WRITTEN REQUEST:
Recast everything in the material from the line containing "Kindly give the mask of every instance of the small" down to the end as a two-column CSV with headers input and output. Give one row per text-and-answer pair, with each in a single quoted field and line breaks turned into spaces.

THE DATA:
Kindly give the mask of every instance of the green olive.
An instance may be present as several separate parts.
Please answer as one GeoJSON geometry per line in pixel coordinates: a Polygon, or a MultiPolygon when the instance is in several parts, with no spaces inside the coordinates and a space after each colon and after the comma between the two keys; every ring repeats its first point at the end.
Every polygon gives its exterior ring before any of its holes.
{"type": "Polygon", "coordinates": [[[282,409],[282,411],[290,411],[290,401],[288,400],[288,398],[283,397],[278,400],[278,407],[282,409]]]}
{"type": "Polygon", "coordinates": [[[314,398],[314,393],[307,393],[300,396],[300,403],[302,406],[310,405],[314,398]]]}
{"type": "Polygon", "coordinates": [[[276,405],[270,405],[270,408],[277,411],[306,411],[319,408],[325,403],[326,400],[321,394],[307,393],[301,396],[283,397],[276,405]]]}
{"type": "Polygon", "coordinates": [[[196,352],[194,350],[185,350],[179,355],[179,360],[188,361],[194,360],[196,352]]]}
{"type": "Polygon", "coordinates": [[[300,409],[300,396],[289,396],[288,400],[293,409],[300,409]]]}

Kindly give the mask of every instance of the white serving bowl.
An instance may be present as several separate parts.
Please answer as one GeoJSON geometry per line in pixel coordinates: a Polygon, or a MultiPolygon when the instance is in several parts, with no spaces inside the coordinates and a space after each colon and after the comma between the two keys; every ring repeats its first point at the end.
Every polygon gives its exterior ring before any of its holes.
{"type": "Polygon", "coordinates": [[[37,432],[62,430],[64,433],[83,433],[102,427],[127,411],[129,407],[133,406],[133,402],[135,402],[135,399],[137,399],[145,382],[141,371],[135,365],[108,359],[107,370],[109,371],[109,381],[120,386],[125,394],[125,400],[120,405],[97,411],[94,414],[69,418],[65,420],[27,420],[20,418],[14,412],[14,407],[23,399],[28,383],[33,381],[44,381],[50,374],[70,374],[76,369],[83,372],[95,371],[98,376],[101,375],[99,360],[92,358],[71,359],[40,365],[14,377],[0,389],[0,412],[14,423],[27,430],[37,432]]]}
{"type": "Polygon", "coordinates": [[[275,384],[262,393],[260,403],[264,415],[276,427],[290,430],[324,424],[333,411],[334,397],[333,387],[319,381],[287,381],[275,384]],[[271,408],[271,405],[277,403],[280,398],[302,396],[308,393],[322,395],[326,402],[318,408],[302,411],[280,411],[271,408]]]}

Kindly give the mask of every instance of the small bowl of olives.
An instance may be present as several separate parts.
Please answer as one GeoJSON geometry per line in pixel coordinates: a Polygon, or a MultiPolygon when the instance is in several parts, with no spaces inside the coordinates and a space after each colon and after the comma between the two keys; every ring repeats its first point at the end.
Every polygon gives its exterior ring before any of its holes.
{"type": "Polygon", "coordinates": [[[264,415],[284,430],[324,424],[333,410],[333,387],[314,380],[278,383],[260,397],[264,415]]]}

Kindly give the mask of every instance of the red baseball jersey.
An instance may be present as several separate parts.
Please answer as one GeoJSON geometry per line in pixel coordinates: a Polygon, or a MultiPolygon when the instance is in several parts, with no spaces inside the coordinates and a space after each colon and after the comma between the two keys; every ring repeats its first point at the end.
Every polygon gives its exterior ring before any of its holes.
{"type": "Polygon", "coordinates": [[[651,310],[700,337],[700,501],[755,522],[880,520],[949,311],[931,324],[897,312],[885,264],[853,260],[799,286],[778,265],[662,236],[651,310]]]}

RESULT FOR THIS EXERCISE:
input,output
"Kindly give the mask of every instance of the small bowl of olives. An instance may be present as several separate parts. Please answer as one GeoJSON geometry per line in pixel coordinates: a Polygon, or a MultiPolygon when the instance is in several parts, with no spaces inside the coordinates and a space after each colon and after the comma between the two keys; every ring repeats its first point at the end. Every polygon gives its exterior ring before any of its holes.","{""type"": ""Polygon"", ""coordinates"": [[[264,415],[284,430],[324,424],[333,410],[333,387],[314,380],[278,383],[260,397],[264,415]]]}"
"Kindly give the mask of every instance of the red baseball jersey. An instance may be present as several separate parts. Please answer as one GeoJSON geometry per line in pixel coordinates: a Polygon, or a MultiPolygon when the instance is in several parts, with no spaces inside the coordinates and a space after each colon and after the comma between the two keys; every ring repeats its first point at the end. Every polygon gives its exterior ring before any of its holes.","{""type"": ""Polygon"", ""coordinates"": [[[651,310],[700,337],[700,501],[755,522],[880,520],[949,311],[931,324],[897,312],[885,264],[853,260],[799,286],[778,265],[662,236],[651,310]]]}"